To do: Your output should be exactly the lines from the one containing "Give the innermost point of each instance of the bush, as" through the last line of the listing, and nothing else. Pictures stay out.

____

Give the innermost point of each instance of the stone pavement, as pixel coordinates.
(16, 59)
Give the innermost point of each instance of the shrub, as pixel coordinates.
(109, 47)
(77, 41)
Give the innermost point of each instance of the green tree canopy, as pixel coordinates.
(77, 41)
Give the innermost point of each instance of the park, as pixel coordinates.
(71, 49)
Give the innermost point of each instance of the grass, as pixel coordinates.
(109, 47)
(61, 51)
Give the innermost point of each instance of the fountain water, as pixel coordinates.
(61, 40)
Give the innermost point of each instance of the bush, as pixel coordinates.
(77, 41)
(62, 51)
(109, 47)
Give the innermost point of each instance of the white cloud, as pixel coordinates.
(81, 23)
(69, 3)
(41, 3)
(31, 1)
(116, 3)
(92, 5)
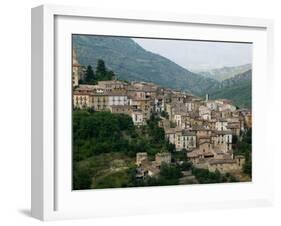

____

Task result:
Give the innermost point of each instance of the bush, as pixel coordinates.
(77, 41)
(62, 51)
(109, 47)
Give the innermost point of each instance of the white cloud, as pixel coordinates.
(81, 23)
(69, 3)
(41, 3)
(31, 1)
(116, 3)
(92, 5)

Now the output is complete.